Problem to work on:
Below are the records; how many of their lines contain "radiator"? Reply only with that figure.

(Data entries)
=== Begin Enclosure ===

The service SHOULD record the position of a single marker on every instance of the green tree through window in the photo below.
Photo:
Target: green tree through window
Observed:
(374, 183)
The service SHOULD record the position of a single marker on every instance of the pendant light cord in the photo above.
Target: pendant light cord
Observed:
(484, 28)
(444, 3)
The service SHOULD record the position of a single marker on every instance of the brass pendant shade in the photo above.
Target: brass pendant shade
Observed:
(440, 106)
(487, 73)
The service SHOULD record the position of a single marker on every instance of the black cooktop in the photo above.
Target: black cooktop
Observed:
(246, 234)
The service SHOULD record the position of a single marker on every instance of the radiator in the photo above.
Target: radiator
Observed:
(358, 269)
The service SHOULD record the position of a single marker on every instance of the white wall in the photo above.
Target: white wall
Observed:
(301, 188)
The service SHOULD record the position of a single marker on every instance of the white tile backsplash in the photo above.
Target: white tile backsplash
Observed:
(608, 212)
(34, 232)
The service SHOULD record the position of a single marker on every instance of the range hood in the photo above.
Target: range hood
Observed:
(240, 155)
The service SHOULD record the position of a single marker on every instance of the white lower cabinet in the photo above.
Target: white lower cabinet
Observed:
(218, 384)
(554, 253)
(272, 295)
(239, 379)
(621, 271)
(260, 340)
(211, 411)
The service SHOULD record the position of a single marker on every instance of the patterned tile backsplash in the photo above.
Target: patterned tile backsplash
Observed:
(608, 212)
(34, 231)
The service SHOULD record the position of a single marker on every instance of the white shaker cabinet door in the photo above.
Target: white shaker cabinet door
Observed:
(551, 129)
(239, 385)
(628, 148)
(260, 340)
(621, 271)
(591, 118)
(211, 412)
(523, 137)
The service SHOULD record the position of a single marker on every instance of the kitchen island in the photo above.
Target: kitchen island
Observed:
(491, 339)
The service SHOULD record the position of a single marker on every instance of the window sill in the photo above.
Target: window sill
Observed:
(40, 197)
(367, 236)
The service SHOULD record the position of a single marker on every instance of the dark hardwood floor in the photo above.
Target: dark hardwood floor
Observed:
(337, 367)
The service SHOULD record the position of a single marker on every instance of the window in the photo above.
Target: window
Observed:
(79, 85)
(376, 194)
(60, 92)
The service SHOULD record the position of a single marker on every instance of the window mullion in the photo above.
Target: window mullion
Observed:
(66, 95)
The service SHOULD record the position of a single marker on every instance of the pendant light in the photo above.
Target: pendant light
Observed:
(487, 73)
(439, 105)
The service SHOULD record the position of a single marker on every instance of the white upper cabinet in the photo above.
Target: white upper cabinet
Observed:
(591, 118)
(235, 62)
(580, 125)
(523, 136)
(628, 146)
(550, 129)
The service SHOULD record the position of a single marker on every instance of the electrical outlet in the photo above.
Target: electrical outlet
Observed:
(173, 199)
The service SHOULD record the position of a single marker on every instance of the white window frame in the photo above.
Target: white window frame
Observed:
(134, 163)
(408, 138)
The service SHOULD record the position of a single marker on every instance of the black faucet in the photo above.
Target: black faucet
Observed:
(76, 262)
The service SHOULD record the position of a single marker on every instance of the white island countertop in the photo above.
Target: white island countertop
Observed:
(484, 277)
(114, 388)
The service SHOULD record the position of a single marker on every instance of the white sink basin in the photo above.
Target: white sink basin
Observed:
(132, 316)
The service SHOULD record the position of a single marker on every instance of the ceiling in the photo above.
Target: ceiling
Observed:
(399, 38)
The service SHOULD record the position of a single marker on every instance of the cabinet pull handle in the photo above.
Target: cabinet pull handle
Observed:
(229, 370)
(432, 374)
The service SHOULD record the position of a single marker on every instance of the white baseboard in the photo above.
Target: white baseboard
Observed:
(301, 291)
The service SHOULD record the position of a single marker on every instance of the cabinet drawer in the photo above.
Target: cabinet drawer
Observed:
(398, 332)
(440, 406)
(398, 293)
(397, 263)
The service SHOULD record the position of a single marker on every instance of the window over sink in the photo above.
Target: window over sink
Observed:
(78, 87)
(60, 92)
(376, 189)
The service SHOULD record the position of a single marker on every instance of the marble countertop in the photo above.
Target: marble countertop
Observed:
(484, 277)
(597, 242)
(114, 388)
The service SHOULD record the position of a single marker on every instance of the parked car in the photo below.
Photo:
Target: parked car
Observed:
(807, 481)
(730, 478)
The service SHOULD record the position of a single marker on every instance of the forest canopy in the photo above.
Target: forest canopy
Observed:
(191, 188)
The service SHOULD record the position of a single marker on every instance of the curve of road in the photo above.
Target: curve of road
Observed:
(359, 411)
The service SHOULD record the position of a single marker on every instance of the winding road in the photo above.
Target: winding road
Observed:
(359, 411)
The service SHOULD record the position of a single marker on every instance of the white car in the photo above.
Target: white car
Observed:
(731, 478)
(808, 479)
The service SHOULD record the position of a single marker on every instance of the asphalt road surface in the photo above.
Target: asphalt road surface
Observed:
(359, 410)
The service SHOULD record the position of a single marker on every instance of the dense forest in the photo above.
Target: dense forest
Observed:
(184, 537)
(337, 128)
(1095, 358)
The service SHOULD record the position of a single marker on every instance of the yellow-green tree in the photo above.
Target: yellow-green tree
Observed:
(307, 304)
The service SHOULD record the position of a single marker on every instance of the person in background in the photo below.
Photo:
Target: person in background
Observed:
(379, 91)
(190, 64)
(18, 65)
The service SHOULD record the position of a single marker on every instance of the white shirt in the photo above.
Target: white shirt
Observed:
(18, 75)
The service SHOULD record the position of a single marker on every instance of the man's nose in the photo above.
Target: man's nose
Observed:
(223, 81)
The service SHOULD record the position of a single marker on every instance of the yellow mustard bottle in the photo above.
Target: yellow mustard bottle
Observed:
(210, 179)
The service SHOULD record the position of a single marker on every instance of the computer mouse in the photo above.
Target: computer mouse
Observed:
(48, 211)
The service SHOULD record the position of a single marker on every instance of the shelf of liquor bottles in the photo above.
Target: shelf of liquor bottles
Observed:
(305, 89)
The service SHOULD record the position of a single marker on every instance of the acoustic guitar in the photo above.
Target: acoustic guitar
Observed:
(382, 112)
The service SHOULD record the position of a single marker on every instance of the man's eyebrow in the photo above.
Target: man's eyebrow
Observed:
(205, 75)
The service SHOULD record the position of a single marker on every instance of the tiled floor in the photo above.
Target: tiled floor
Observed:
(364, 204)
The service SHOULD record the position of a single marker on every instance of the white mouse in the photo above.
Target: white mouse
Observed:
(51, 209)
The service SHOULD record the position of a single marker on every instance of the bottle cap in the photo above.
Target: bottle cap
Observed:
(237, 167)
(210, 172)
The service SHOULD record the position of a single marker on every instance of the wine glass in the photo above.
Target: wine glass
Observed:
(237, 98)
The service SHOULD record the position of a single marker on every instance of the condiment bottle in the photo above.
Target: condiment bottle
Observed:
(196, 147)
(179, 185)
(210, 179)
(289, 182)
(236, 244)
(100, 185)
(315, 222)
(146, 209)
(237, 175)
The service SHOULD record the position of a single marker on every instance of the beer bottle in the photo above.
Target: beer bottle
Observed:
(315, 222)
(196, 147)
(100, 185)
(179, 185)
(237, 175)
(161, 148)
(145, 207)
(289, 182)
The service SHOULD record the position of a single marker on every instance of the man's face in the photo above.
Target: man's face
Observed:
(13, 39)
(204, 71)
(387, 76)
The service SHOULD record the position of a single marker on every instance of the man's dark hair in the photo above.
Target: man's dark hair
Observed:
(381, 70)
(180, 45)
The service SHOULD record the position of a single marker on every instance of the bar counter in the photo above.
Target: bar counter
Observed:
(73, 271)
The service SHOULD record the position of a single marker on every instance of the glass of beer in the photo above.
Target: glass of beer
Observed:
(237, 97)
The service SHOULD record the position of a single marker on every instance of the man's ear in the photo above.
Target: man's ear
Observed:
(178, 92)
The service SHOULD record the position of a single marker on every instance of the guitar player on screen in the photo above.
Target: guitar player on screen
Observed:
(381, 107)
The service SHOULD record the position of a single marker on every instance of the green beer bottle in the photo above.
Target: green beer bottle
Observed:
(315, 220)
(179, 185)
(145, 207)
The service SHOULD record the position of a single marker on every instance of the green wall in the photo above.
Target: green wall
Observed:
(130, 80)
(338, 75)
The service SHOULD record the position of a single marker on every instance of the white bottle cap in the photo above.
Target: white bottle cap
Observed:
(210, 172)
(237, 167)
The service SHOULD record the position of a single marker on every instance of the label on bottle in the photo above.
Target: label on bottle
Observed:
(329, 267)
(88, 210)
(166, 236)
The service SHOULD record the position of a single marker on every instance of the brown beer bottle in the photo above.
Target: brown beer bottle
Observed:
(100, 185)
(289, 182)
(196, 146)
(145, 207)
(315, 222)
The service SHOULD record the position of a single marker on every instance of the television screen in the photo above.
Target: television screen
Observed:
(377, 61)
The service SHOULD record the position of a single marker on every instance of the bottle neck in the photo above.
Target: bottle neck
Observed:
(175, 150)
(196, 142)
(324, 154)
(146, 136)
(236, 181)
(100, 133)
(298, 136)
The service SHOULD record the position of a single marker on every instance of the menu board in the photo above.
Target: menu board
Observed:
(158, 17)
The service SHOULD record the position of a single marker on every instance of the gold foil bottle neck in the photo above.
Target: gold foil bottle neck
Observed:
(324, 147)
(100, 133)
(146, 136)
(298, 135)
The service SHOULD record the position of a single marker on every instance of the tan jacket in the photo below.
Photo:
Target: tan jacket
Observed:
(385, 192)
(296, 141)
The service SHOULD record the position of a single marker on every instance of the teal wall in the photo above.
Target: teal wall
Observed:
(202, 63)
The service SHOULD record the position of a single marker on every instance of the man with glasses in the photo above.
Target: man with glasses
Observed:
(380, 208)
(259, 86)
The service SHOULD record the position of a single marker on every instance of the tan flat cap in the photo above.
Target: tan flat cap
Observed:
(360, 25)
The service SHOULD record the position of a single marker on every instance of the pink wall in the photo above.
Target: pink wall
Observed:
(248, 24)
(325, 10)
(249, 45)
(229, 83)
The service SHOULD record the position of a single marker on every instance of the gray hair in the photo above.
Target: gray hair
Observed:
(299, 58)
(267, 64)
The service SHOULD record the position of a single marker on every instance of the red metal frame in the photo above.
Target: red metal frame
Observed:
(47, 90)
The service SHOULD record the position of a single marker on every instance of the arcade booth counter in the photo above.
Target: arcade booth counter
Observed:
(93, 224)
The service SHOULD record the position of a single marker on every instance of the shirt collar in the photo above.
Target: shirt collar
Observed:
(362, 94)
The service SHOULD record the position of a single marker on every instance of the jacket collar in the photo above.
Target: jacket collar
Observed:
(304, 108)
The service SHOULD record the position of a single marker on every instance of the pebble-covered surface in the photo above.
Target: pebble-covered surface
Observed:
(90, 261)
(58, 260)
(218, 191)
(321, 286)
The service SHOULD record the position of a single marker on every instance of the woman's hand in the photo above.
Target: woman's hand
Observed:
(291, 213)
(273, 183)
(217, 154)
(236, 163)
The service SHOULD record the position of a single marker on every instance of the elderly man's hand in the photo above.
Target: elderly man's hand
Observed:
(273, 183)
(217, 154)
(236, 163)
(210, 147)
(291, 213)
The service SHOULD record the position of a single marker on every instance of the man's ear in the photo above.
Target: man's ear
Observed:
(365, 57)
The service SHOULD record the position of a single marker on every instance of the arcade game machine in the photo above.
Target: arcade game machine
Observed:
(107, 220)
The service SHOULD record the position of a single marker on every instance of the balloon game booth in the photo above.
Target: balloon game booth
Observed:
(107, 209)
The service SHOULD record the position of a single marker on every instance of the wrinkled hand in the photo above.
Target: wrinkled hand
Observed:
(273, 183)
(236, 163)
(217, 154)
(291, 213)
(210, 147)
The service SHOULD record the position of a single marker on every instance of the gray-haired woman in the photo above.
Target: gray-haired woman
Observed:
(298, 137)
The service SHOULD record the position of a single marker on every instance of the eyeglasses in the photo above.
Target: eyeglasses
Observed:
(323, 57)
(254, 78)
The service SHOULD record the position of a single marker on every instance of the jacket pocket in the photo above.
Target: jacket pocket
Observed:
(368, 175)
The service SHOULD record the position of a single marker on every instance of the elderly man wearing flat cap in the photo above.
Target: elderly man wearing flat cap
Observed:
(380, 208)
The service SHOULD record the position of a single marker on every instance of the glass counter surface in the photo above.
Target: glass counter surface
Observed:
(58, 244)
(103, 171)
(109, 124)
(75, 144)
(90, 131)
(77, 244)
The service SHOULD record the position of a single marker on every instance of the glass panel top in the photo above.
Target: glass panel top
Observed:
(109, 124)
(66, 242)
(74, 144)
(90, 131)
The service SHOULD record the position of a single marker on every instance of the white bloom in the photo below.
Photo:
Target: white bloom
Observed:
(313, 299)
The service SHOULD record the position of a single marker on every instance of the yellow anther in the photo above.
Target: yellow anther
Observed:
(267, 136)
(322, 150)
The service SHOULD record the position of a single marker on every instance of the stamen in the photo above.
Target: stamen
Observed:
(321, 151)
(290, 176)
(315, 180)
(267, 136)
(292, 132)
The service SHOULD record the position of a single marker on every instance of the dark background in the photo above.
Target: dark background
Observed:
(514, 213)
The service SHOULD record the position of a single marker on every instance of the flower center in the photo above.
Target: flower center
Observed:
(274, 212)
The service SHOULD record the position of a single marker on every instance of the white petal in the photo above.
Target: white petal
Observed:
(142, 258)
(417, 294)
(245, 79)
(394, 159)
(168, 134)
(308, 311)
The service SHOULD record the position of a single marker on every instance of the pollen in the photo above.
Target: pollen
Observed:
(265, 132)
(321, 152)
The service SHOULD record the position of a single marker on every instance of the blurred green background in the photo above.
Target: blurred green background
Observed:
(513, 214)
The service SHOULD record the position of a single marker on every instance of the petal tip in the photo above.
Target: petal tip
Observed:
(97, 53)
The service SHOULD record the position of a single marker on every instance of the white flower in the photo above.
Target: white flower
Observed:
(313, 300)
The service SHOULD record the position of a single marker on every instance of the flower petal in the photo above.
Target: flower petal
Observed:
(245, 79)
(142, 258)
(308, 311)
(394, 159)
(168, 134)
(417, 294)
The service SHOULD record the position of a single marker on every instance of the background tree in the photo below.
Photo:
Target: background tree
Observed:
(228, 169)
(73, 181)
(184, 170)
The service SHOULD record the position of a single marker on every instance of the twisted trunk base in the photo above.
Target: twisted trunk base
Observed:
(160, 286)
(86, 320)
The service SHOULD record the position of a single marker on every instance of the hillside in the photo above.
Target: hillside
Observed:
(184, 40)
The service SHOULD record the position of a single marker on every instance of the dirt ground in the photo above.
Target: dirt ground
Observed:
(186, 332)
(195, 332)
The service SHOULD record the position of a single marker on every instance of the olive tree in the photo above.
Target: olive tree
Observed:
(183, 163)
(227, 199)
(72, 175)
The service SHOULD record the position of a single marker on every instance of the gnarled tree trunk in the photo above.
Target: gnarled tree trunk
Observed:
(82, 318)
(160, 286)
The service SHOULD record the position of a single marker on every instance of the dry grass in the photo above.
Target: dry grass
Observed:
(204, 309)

=== End Enclosure ===

Answer to this exercise:
2